WHAT YOU WILL DO: Carry on the lock attempt timeout patch below, picking up right after its last line.

PROVIDED TEXT:
-------------------------
[PATCH branch-2.1] mcpu: Change lock attempt timeout calculation

Michael Hanselmann Fri, 09 Oct 2009 08:57:19 -0700

With this patch all timeouts are pre-calculated. The interface of
the _LockTimeoutStrategy class is also changed a bit; NextAttempt
now returns a new instance.
---
 lib/mcpu.py                  |  115 +++++++++++++++++++++++++-----------------
 test/ganeti.mcpu_unittest.py |   16 +++---
 2 files changed, 78 insertions(+), 53 deletions(-)


diff --git a/lib/mcpu.py b/lib/mcpu.py
index 1ad93ca..42b4d4f 100644
--- a/lib/mcpu.py
+++ b/lib/mcpu.py
@@ -46,84 +46,105 @@ class _LockAcquireTimeout(Exception):
   """
 
 
-class _LockTimeoutStrategy(object):
+def _CalculateLockAttemptTimeouts():
+  """Calculate timeouts for lock attempts.
+
+  """
+  running_sum = 0
+  result = []
+
+  # Wait for a total of at least 150s before doing a blocking acquire
+  while running_sum < 150.0:
+    try:
+      prev_timeout = result[-1]
+    except IndexError:
+      prev_timeout = 0.5
+
+    timeout = prev_timeout * 1.5
+
+    # Cap timeout at 10 seconds. This gives other jobs a chance to run
+    # even if we're still trying to get our locks, before finally moving
+    # to a blocking acquire.
+    if timeout > 10.0:
+      timeout = 10.0
+
+    elif timeout < 0.1:
+      # Lower boundary for safety
+      timeout = 0.1
+
+    running_sum += timeout
+    result.append(timeout)
+
+  return result
+
+
+class _LockAttemptTimeoutStrategy(object):
   """Class with lock acquire timeout strategy.
 
   """
   __slots__ = [
-    "_attempts",
+    "_attempt",
     "_random_fn",
     "_start_time",
+    "_time_fn",
     ]
 
-  _MAX_ATTEMPTS = 10
-  """How many retries before going into blocking mode"""
+  _TIMEOUT_PER_ATTEMPT = _CalculateLockAttemptTimeouts()
 
-  _ATTEMPT_FACTOR = 1.75
-  """Factor between attempts"""
-
-  def __init__(self, _random_fn=None):
+  def __init__(self, attempt=0, _time_fn=time.time, _random_fn=random.random):
     """Initializes this class.
-------------------------
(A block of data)
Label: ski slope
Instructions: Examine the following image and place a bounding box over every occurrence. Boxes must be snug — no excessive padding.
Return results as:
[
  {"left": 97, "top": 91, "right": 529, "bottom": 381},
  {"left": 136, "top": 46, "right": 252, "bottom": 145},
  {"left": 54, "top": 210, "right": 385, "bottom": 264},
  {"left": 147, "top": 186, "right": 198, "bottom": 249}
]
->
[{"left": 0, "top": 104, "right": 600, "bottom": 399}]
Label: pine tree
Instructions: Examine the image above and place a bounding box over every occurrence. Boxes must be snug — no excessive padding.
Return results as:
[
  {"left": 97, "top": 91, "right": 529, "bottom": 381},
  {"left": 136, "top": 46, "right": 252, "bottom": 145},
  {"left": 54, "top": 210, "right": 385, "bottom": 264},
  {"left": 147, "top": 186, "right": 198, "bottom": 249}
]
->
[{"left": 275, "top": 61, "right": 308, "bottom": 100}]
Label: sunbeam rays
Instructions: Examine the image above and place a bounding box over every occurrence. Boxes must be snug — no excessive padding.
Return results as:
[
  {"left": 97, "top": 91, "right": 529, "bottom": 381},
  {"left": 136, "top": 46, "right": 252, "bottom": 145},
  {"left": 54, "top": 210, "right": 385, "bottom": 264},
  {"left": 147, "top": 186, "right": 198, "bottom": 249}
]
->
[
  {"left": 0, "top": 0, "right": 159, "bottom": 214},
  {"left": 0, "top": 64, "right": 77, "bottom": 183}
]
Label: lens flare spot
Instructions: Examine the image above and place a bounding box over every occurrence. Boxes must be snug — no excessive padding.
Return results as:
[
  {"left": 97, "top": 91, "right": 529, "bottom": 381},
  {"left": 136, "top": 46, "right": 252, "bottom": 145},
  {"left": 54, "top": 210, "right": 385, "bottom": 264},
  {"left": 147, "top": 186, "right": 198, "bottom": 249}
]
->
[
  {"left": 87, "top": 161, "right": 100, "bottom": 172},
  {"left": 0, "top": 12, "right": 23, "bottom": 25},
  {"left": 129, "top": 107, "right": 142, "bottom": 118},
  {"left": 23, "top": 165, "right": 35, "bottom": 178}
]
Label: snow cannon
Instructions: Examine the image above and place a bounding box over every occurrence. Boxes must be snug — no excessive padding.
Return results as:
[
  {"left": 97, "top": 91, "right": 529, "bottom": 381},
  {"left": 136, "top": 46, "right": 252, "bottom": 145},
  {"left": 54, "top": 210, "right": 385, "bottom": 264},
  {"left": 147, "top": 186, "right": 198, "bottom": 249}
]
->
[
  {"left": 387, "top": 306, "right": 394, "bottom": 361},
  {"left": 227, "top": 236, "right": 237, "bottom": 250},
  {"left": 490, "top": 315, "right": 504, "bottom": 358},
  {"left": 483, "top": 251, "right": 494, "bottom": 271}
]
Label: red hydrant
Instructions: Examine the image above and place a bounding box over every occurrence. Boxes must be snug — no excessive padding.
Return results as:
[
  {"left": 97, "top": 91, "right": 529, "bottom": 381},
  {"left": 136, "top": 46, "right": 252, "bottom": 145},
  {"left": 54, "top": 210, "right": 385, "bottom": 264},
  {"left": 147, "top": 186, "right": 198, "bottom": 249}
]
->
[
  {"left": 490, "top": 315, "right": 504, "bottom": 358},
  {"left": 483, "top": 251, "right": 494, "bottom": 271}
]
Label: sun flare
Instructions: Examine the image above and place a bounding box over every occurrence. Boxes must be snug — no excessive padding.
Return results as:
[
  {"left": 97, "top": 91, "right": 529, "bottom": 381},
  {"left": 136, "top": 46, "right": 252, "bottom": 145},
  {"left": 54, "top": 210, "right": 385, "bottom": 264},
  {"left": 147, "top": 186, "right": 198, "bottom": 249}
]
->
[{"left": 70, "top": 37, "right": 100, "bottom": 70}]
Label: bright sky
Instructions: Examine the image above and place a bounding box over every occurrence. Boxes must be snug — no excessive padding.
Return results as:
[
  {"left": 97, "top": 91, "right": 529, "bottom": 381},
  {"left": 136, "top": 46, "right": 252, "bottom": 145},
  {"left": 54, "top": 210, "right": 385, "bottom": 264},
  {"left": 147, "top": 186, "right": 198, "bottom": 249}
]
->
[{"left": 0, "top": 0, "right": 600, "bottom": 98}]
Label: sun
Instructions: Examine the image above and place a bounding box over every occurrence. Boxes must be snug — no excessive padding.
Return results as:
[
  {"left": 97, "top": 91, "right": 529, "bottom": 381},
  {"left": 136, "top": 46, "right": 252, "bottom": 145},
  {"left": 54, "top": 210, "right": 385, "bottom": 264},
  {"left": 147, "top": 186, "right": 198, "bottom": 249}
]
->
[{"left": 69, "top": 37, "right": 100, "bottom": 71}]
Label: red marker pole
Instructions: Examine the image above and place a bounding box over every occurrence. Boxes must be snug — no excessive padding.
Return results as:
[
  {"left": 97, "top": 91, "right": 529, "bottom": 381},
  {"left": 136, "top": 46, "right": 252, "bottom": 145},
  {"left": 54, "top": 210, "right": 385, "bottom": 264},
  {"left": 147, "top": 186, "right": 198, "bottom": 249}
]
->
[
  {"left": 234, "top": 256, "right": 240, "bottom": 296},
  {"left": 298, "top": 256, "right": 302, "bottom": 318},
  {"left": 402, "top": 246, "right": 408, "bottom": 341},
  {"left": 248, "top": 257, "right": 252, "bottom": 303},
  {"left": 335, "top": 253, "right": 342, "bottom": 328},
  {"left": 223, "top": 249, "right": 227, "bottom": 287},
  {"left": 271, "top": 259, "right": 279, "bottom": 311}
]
-------------------------
SOLVED PROBLEM:
 
+    @type attempt: int
+    @param attempt: Current attempt number
+    @param _time_fn: Time function for unittests
     @param _random_fn: Random number generator for unittests
 
     """
     object.__init__(self)
 
-    self._start_time = None
-    self._attempts = 0
+    if attempt < 0:
+      raise ValueError("Attempt must be zero or positive")
 
-    if _random_fn is None:
-      self._random_fn = random.random
-    else:
-      self._random_fn = _random_fn
+    self._attempt = attempt
+    self._time_fn = _time_fn
+    self._random_fn = _random_fn
+
+    self._start_time = None
 
   def NextAttempt(self):
-    """Advances to the next attempt.
+    """Returns the strategy for the next attempt.
 
     """
-    assert self._attempts >= 0
-    self._attempts += 1
+    return _LockAttemptTimeoutStrategy(attempt=self._attempt + 1,
+                                       _time_fn=self._time_fn,
+                                       _random_fn=self._random_fn)
 
   def CalcRemainingTimeout(self):
     """Returns the remaining timeout.
 
     """
-    assert self._attempts >= 0
-
-    if self._attempts == self._MAX_ATTEMPTS:
-      # Only blocking acquires after 10 retries
+    try:
+      timeout = self._TIMEOUT_PER_ATTEMPT[self._attempt]
+    except IndexError:
+      # No more timeouts, do blocking acquire
       return None
 
-    if self._attempts > self._MAX_ATTEMPTS:
-      raise RuntimeError("Blocking acquire ran into timeout")
-
     # Get start time on first calculation
     if self._start_time is None:
-      self._start_time = time.time()
+      self._start_time = self._time_fn()
 
     # Calculate remaining time for this attempt
-    timeout = (self._start_time + (self._ATTEMPT_FACTOR ** self._attempts) -
-               time.time())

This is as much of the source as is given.